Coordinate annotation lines
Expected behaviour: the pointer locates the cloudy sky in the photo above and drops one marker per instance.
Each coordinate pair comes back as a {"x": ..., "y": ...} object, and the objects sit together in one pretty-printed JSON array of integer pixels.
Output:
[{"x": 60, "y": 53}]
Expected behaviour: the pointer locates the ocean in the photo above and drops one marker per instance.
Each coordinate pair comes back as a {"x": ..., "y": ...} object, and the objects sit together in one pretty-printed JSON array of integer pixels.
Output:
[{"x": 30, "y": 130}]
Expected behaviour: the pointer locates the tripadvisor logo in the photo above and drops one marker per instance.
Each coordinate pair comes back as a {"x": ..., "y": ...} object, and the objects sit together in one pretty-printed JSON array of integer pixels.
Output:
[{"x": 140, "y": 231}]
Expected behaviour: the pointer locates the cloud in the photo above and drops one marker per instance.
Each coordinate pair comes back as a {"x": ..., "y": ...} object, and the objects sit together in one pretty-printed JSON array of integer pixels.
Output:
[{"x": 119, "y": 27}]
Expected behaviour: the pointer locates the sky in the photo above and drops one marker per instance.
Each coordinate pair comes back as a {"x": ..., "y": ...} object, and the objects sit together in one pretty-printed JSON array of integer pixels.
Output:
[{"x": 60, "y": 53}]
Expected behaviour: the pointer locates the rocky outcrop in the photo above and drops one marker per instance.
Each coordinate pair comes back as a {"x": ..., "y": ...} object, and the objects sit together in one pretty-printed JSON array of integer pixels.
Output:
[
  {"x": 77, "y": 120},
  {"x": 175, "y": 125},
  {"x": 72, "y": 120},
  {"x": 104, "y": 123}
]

● **Exercise objective**
Swap every "pointer" in the lines above for "cursor", leaving the rest of the lines unchanged.

● **Reply**
Expected behaviour: the cursor locates the cloudy sky in the photo above and drops one marker per instance.
Each coordinate pair comes back as a {"x": ..., "y": ...} object, and the objects sit together in one pretty-printed JSON array of integer pixels.
Output:
[{"x": 60, "y": 53}]
Expected behaviour: the cursor locates the ocean in the photo above and drops one marker per instance.
Each coordinate pair comes back as a {"x": ..., "y": ...} object, and the objects sit together in one pretty-printed JSON array of integer pixels.
Output:
[{"x": 30, "y": 130}]
Expected behaviour: the cursor locates the tripadvisor logo in the photo above and drops one marker per instance.
Each coordinate pair comes back as a {"x": ..., "y": ...} object, and the objects sit together in one pretty-printed JSON array of integer pixels.
Output:
[{"x": 140, "y": 231}]
Expected behaviour: the cursor locates the cloud in the photo above and drops one marker per instance.
Each coordinate pair comes back as a {"x": ..., "y": ...} object, and the objects sit together in one pretty-printed JSON array of integer pixels.
Output:
[{"x": 119, "y": 27}]
Expected behaviour: the cursor locates the sky in the photo above and drops one marker per instance.
Each coordinate pair comes back as a {"x": ..., "y": ...} object, and the objects sit together in one pretty-printed JSON array of integer pixels.
Output:
[{"x": 60, "y": 53}]
Expected behaviour: the cursor locates the rocky outcrop in the photo above and drops one marker per instance.
Each coordinate pair comes back as a {"x": ..., "y": ...} object, and the objects sit together in one pretty-printed JSON array of integer pixels.
Output:
[
  {"x": 77, "y": 120},
  {"x": 175, "y": 125},
  {"x": 72, "y": 120},
  {"x": 104, "y": 123}
]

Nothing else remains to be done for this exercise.